DATASET:
□ □ □ □ □
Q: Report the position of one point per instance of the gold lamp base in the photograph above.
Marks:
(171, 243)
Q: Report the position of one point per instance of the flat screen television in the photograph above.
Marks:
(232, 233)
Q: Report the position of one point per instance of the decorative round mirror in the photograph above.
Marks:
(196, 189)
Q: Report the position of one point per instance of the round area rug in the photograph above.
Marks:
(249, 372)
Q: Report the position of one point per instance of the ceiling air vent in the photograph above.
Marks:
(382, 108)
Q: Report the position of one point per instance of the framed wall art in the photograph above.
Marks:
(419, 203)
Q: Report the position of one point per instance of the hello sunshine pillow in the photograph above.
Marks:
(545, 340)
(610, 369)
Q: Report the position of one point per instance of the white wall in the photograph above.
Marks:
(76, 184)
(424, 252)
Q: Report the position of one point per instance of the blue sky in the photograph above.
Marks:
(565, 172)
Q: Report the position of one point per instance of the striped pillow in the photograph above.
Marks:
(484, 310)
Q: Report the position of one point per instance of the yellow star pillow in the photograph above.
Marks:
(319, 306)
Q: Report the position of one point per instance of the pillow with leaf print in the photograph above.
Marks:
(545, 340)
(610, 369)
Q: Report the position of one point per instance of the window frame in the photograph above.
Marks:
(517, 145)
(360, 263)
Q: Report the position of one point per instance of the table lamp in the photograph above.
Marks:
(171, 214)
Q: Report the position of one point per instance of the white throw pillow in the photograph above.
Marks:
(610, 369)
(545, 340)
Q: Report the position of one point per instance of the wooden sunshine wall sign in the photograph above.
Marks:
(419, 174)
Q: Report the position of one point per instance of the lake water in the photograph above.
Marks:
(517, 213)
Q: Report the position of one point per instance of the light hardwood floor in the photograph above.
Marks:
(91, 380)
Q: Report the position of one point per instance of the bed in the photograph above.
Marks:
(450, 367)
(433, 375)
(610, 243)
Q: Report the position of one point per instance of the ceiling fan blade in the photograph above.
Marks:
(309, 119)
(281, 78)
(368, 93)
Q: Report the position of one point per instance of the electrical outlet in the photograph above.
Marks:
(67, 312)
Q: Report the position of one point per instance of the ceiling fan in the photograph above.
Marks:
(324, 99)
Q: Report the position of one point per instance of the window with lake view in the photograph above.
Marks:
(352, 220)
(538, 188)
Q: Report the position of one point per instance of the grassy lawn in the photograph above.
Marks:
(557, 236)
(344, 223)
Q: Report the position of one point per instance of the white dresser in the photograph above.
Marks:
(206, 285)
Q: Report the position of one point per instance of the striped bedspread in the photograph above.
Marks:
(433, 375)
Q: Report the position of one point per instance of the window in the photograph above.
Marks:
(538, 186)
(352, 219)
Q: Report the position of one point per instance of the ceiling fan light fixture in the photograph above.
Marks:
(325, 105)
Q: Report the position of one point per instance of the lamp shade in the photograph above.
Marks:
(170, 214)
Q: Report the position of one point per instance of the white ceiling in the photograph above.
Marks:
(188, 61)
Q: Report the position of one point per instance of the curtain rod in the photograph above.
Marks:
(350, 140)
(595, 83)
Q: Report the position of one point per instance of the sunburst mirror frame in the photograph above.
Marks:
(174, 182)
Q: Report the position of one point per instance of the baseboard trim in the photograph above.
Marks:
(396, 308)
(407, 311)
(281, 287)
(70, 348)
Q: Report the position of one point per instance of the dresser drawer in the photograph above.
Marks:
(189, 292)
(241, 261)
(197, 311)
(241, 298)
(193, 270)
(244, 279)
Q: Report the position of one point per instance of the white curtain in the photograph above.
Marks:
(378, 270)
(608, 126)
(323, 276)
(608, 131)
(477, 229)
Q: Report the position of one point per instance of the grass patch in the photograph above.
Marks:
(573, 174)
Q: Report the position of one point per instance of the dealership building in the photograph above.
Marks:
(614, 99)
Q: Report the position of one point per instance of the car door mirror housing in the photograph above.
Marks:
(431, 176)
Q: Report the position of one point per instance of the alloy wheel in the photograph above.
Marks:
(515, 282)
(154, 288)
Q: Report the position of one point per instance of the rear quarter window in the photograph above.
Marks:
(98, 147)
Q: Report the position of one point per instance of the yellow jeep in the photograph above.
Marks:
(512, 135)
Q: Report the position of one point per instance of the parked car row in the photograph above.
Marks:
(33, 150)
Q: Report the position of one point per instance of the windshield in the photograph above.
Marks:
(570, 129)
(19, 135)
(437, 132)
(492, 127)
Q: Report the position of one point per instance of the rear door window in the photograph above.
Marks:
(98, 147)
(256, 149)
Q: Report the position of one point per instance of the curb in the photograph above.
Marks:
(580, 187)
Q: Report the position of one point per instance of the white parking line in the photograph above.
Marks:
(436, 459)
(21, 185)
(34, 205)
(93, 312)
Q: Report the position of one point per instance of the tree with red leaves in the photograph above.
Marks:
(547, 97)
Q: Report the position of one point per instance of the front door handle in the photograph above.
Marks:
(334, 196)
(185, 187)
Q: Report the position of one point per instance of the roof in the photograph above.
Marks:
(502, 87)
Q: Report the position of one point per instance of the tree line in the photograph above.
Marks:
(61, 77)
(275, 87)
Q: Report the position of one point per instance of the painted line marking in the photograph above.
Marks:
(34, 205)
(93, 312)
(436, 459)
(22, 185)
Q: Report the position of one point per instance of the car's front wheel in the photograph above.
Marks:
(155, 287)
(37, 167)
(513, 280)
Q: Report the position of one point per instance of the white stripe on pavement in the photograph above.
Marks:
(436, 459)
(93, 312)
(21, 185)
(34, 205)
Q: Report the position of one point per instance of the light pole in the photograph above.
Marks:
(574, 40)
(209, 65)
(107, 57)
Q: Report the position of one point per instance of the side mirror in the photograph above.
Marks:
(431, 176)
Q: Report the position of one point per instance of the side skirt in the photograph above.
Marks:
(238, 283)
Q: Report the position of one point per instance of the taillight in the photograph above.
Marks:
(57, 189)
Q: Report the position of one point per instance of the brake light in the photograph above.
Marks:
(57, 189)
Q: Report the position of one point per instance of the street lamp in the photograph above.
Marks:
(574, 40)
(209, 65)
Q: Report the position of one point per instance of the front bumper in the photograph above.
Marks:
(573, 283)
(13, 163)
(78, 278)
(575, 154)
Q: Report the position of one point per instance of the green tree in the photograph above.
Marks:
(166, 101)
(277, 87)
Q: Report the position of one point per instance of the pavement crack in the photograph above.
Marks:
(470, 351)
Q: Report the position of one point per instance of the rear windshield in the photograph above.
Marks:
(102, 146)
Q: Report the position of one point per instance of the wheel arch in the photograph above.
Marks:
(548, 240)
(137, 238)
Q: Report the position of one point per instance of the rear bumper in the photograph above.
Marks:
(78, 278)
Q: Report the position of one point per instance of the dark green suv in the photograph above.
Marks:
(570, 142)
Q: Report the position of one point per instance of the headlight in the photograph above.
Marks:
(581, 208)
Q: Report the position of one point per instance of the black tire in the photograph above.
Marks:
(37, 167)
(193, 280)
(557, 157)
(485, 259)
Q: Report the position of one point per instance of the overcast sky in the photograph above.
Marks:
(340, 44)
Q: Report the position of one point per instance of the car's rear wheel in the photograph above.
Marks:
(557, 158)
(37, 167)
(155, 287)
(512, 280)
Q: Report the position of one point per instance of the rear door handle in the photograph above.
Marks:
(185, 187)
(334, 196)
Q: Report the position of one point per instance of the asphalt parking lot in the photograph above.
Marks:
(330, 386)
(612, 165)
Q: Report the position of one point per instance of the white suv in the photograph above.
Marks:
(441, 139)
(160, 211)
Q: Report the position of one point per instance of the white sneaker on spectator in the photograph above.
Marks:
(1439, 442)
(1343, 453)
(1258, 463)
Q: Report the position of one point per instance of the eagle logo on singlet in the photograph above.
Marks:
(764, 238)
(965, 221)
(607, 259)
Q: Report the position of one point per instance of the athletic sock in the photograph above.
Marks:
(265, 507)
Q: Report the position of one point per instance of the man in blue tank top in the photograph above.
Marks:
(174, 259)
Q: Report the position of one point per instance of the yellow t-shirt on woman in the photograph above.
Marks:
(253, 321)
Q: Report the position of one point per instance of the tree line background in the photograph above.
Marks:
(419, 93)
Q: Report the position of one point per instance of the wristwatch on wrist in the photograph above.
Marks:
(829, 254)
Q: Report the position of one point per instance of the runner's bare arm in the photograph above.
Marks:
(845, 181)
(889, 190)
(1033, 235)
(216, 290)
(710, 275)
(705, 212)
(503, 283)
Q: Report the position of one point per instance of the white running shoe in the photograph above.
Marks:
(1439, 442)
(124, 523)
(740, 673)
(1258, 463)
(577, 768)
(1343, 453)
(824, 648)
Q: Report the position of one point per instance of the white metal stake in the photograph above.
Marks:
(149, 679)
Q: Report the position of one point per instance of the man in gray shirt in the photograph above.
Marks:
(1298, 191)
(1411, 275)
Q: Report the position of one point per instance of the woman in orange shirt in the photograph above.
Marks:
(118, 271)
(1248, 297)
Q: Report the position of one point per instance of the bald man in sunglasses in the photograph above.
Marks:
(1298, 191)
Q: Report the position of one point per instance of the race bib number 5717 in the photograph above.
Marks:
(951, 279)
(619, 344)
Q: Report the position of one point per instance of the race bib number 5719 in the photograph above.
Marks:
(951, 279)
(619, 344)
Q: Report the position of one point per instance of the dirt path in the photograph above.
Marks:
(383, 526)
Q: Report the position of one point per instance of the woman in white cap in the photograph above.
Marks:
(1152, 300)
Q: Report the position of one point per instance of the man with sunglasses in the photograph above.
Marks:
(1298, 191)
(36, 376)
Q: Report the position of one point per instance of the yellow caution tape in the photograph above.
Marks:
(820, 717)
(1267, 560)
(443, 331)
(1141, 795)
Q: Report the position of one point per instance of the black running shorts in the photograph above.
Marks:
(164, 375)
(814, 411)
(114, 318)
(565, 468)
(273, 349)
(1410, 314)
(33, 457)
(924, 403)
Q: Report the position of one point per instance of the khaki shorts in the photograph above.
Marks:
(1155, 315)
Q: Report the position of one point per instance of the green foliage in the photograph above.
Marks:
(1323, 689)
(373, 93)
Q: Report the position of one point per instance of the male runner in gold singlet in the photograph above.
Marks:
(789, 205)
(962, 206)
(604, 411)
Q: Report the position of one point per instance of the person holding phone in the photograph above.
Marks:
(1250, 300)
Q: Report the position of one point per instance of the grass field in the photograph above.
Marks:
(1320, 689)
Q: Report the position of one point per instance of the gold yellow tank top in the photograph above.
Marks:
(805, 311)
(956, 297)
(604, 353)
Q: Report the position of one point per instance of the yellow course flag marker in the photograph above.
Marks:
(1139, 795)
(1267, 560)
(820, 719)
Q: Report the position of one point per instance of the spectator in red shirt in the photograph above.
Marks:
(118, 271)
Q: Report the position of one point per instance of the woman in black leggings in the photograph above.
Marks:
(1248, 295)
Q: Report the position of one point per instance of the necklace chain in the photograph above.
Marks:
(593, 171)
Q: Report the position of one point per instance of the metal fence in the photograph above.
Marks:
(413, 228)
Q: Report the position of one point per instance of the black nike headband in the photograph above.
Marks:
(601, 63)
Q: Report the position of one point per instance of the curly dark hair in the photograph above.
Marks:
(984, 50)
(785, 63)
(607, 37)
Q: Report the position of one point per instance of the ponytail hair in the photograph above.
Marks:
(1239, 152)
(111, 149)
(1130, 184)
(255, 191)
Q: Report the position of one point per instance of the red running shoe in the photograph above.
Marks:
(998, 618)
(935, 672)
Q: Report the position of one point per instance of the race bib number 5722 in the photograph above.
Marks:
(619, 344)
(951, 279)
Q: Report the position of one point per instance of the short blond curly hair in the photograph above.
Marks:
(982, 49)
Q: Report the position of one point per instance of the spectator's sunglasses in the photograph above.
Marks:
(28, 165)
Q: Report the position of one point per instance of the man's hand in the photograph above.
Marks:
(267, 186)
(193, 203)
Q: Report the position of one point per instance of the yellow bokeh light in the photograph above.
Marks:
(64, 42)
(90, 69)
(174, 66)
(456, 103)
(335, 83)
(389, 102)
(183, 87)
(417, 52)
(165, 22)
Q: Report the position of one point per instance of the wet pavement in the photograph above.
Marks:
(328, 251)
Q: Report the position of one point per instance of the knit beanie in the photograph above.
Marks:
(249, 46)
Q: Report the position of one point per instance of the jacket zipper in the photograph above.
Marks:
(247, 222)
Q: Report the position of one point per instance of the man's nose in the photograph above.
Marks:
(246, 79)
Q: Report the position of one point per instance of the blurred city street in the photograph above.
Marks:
□ □ □ □ □
PROBLEM TO SOLVE: Exactly as written, give the line containing "red shirt in the photograph above." and all remaining lines of the records.

WORKED SOLUTION:
Q: Report the position of one point per instance of the spectator in red shirt in the photograph above.
Marks:
(118, 271)
Q: Report the position of one point per instance of the woman in black leggings in the photograph above.
Marks:
(1248, 295)
Q: Report the position of one point per instance of the necklace chain in the photograph above.
Marks:
(593, 171)
Q: Report the position of one point per instance of the metal fence in the photograph above.
Marks:
(413, 228)
Q: Report the position of one point per instance of the black nike headband in the photograph above.
Marks:
(601, 63)
Q: Report the position of one point per instance of the curly dark hair in the photograph above.
Marks:
(984, 50)
(785, 63)
(607, 37)
Q: Report the position of one point per instance of the ponytail hair in the photograph above.
Marks:
(1239, 152)
(111, 149)
(1130, 184)
(255, 191)
Q: Report the position of one point per instance of the red running shoe in the photograph above.
Marks:
(998, 618)
(935, 672)
Q: Report the position of one point per instance of the race bib number 5722 in the photograph above.
Marks:
(619, 344)
(951, 279)
Q: Report the position of one point per instance of the short blond curly hair in the photograph above.
Marks:
(982, 49)
Q: Report the position of one point per instance of the spectator's sunglasses in the photograph above.
Marks:
(28, 165)
Q: Report the position of one point per instance of the man's hand in the photograph above.
Marks:
(267, 186)
(193, 203)
Q: Report the position of one point per instance of the yellow bokeh light in the photograph above.
Marks:
(64, 42)
(90, 69)
(174, 66)
(456, 103)
(335, 83)
(389, 102)
(183, 87)
(417, 52)
(165, 22)
Q: Report the position of one point per instance of the wet pavement in the photograph above.
Marks:
(328, 251)
Q: Report the position of one point per instance of the knit beanie in the photograph above.
Marks:
(249, 46)
Q: Report the position of one point per instance of the jacket zipper in the photograph above.
Marks:
(247, 222)
Q: Report the position of one point per instance of the man's nose in the photograph above.
Marks:
(246, 79)
Q: Report the position of one point per instance of the blurred city street in the photograph above.
Marks:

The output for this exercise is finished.